▶ _Given text_
>>>>
Remind you of anything?

edited August 2001 in Gaming

Comments

  • edited December 1969
    A good article on the gradual descent to Lord of the Flies that plagues gaming communities:

    http://www.stomped.com/published/aurora998482378_1_1.html

    I don't play CS, but this applies to even small communities like ours. The article doesn't go quite far enough (IMHO) since what truly causes these problems is the absence of effective punishment. Some people, no matter their age, can't be reasoned with and must be taught at the end of a stick or banished; a means to do this is what the online world must find before the respect of a true community can be born. Until then, we'll always be fragmented hash of loose groups mixing and warring whenever convenient, and stagnating and inbreeding the rest of the time.

    Ramses II
  • edited December 1969
    Re: Remind you of anything?

    Don't underestimate summer. A lot of the wankishness goes away when the kiddies have to deal with school. I've noticed this every year. There were some kids outside the M1 game last night, and they were bitching about going back to school. I couldn't have been happier.

    http://www.elderscrolls.com/art/screenshots_01.htm
  • edited December 1969
    [b]Re: Remind you of anything?[/b]

    [quote]
    A good article on the gradual descent to Lord of the Flies that
    plagues gaming communities:

    http://www.stomped.com/published/aurora998482378_1_1.html

    [/quote]
    This sort of thing has happened in every open online community with which I've been involved, since the late '80s. The only thing that I've seen that prevents entropy is making the online group invitation only. Once an online community expands enough, people who use anonymity to wreak havoc for sport will inevitably destroy the community.

    Where this author makes his error is in ascribing this sort of thing to immaturity. People who engage in the kind of behavior that destroys communities are not immature, they are sociopaths. There's probably a correlation between the kind of people who play computer games, their age, and their level of antisocial behavior. The level of abuse needed to bring down an entire community, though, goes beyond mere childishness.

    Even offline groups can be broken up when there is no accountability for individuals' actions. I've seen it happen in churches, book clubs and computer user groups. I guess it's the nature of the human animal. If you can get away with anything, some percentage of the population will engage in behavior destructive to the group.
<<<<
▶ _Instructions_
1/ In the forum thread, what is the only thing one poster has seen that prevents entropy in an online community?
2/ Decide whether each statement agrees with the forum thread, answering yes or no and quoting the words that settle it: (a) The first post's writer plays CS. (b) One poster finds that bad behavior drops once kids go back to school. (c) The third poster agrees that immaturity explains the people who destroy communities.
The entries have no connection to the forum thread.

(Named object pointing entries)
>>>>
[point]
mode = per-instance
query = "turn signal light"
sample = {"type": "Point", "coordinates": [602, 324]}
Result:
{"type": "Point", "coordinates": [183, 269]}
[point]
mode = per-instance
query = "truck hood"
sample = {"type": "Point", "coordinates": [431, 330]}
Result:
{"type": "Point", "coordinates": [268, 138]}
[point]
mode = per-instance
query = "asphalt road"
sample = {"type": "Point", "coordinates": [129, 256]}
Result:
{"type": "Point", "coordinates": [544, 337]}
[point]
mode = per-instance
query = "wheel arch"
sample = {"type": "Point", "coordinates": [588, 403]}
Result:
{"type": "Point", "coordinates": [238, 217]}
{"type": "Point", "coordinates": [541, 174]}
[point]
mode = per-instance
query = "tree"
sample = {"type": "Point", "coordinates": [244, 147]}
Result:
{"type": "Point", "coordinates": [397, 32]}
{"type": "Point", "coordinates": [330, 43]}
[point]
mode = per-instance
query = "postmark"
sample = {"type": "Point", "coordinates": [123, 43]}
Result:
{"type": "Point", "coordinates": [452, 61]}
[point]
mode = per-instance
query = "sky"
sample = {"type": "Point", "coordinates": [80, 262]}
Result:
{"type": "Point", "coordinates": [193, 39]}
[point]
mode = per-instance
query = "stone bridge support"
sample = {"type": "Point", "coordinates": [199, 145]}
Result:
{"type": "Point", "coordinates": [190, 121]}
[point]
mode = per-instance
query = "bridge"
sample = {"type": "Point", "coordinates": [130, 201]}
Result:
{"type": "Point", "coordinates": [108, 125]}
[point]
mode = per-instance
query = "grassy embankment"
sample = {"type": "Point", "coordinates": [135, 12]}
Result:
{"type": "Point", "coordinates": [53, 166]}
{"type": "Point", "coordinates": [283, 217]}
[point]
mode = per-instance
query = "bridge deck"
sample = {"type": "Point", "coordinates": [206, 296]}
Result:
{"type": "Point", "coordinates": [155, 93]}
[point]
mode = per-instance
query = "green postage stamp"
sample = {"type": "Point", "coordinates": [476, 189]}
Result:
<<<<
▶ _The solutions_
1/ Making the online group invitation only.

2/
(a) No: "I don't play CS"
(b) Yes: "A lot of the wankishness goes away when the kiddies have to deal with school."
(c) No: "People who engage in the kind of behavior that destroys communities are not immature, they are sociopaths."